--- Extracted text ---

Concurrent Budget Resolution Proposes Benefit Cuts for Federal Employees

The concurrent budget resolution passed in the House proposes significant changes to federal employee benefits. Here is a quick summary.

Several proposals that would directly impact the current and future income of federal employees are still alive and kicking in Congress.

A proposal to require higher retirement contributions by federal employees was directly addressed under the Obama Administration with report of the National Commission on Fiscal Responsibility and Reform. The philosophy and some of the Commission’s recommendations have now made it into the Report on the Committee of the Budget for the House of Representatives.

The House passed the 2018 Concurrent Budget Resolution on Thursday, October 5. The House Report of the Committee on the Budget accompanies this resolution and outlines the proposed changes to federal benefits.

---

▶ [Exercise aim] Write out the entire text on the budget resolution's proposed federal employee benefit cuts word for word. The entries after this point are separate material, unrelated to the text on federal employee benefit cuts.

--- Listed entries ---

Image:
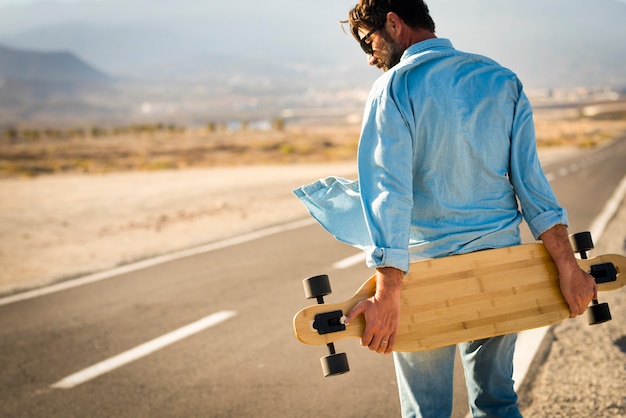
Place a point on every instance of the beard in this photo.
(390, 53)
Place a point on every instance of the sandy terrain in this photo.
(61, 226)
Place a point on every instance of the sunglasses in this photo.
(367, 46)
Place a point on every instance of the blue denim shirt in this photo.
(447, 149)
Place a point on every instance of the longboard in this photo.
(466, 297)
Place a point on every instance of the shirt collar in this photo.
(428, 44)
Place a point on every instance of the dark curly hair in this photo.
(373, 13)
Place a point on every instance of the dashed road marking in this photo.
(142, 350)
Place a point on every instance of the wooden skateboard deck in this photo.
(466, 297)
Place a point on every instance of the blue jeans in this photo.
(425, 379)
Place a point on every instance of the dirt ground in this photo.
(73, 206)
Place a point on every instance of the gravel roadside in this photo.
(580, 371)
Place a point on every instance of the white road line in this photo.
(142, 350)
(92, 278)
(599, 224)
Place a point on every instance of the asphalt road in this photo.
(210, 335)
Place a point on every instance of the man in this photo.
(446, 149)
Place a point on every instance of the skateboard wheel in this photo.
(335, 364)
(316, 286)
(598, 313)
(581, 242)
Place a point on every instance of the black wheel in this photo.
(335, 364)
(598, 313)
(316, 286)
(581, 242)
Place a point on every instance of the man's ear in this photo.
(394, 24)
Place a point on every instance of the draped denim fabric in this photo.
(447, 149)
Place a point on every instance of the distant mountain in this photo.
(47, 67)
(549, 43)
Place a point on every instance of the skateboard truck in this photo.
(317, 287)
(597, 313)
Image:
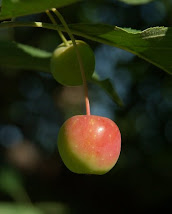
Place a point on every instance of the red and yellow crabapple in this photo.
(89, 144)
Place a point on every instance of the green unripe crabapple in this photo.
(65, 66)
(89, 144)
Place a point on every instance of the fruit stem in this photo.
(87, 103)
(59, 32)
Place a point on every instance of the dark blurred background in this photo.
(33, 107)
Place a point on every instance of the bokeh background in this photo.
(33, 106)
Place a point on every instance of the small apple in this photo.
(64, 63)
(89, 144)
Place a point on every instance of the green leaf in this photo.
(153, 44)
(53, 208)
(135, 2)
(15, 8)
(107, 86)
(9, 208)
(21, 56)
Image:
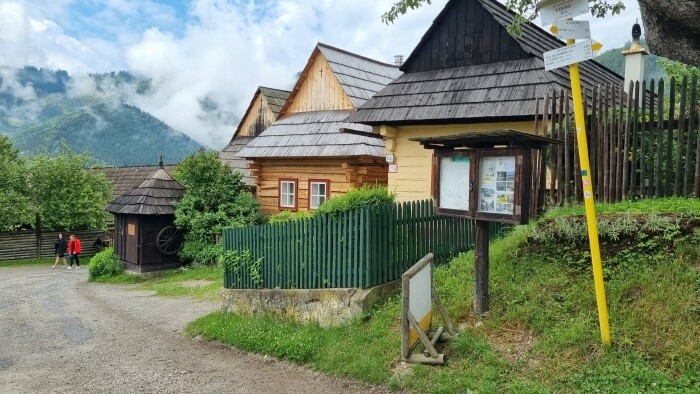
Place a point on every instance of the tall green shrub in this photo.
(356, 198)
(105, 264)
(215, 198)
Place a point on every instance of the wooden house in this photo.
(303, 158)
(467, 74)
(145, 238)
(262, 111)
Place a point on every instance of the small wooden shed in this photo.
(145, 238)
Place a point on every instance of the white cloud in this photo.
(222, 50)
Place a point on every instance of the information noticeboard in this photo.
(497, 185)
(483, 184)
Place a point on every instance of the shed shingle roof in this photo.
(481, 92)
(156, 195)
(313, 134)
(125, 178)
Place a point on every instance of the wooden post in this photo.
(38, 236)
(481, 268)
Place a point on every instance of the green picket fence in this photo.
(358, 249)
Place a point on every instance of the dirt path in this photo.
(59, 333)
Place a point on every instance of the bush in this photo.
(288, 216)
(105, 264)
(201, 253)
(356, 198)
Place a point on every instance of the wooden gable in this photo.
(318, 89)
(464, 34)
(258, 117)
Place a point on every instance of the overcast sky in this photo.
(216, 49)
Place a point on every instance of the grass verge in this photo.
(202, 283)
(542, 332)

---

▶ [Exercise response]
Concurrent Budget Resolution Proposes Benefit Cuts for Federal Employees

The concurrent budget resolution passed in the House proposes significant changes to federal employee benefits. Here is a quick summary.

Several proposals that would directly impact the current and future income of federal employees are still alive and kicking in Congress.

A proposal to require higher retirement contributions by federal employees was directly addressed under the Obama Administration with report of the National Commission on Fiscal Responsibility and Reform. The philosophy and some of the Commission’s recommendations have now made it into the Report on the Committee of the Budget for the House of Representatives.

The House passed the 2018 Concurrent Budget Resolution on Thursday, October 5. The House Report of the Committee on the Budget accompanies this resolution and outlines the proposed changes to federal benefits.